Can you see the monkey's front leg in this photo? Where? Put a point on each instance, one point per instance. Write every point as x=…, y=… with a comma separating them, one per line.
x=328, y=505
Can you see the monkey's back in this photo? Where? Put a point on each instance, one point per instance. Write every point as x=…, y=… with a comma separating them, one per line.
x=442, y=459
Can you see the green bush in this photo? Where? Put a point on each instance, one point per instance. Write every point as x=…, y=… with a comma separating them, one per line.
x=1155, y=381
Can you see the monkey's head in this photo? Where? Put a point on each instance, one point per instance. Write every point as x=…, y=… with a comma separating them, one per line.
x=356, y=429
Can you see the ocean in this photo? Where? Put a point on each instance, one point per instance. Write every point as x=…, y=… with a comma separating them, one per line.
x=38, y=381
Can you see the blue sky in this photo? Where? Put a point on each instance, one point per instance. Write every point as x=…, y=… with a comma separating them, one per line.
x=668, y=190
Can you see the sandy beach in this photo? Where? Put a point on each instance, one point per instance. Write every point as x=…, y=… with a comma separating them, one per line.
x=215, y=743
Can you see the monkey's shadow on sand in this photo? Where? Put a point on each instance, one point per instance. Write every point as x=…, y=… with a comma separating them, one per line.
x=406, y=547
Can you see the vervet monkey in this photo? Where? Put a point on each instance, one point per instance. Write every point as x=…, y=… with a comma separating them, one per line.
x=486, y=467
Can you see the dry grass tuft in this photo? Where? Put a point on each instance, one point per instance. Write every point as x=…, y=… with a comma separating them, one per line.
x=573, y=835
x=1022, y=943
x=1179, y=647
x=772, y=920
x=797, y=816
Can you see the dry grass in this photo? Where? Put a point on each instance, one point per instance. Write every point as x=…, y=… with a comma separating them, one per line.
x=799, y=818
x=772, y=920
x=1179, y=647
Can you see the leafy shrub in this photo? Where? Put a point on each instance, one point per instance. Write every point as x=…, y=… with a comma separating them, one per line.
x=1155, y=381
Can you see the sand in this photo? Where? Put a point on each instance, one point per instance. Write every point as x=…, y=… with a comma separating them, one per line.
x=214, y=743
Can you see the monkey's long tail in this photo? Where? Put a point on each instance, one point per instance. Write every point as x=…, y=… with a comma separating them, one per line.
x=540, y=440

WORK TO BE COMPLETED –
Transcribe all the material, making sure each line matches the original.

FINAL ANSWER –
Can you see the monkey's front leg in this photo? Where? Put a point on each instance, one point per instance. Write every point as x=…, y=… with a comma separating them, one per line.
x=328, y=505
Can you see the monkey's back in this photo? Where? Put a point on each instance, one point per instance. Write every point as x=…, y=… with a comma separating them, one per line.
x=442, y=459
Can you see the green bush in this photo? Where? Put a point on each instance, one point per instance. Write every point as x=…, y=… with a comma separating them, one per line.
x=1155, y=381
Can you see the monkey's head in this photo? Where? Put a point on each instance, one point per instance. Write every point as x=…, y=… with a comma separating them, one per line.
x=356, y=429
Can you see the ocean in this photo? Where? Put a point on each instance, one point per instance. Write every point as x=…, y=… with a comma separating them, one per line.
x=38, y=381
Can you see the blue sky in this photo? Where? Put a point on each instance, one point per instance. Write every point as x=…, y=… with a comma separating them, one per line.
x=668, y=190
Can you see the sandy beach in this photo? Where? Put a point on each instance, one point per instance. Write every point as x=…, y=… with a comma separating them, one per line.
x=215, y=743
Can you see the monkey's shadow on sand in this photo? Where? Put a point on each instance, one point per instance. Write every point as x=…, y=… with a comma separating them, one per line.
x=406, y=547
Can you see the vervet monkey in this photo? Where? Put a point on each instance, one point per instance. Write every point as x=…, y=… with a comma separating them, one per line.
x=486, y=467
Can you see the dry grass tuft in this photo? Where? Put a point on each instance, one point per instance. Write every point as x=…, y=… with a comma separating them, one per line.
x=573, y=835
x=1022, y=943
x=1179, y=647
x=772, y=920
x=797, y=816
Can you see the dry grass in this photo? Where? Put a point on each instance, one point per instance. Write every point as x=…, y=… with a comma separating them, one per line.
x=799, y=818
x=772, y=920
x=1179, y=647
Can you see the leafy shrub in this photo? Where? Put a point on each instance, one point per instance. Write every point as x=…, y=… with a comma separating them, one per line.
x=1155, y=381
Can you see the sand in this photo? Where? Put a point on each instance, one point per instance. Write every point as x=…, y=… with a comma separating them, one per line.
x=214, y=743
Can you see the monkey's long tail in this photo? Where? Put a point on each instance, one point per instance. Write every point as x=…, y=… with a comma separating them, one per line.
x=540, y=440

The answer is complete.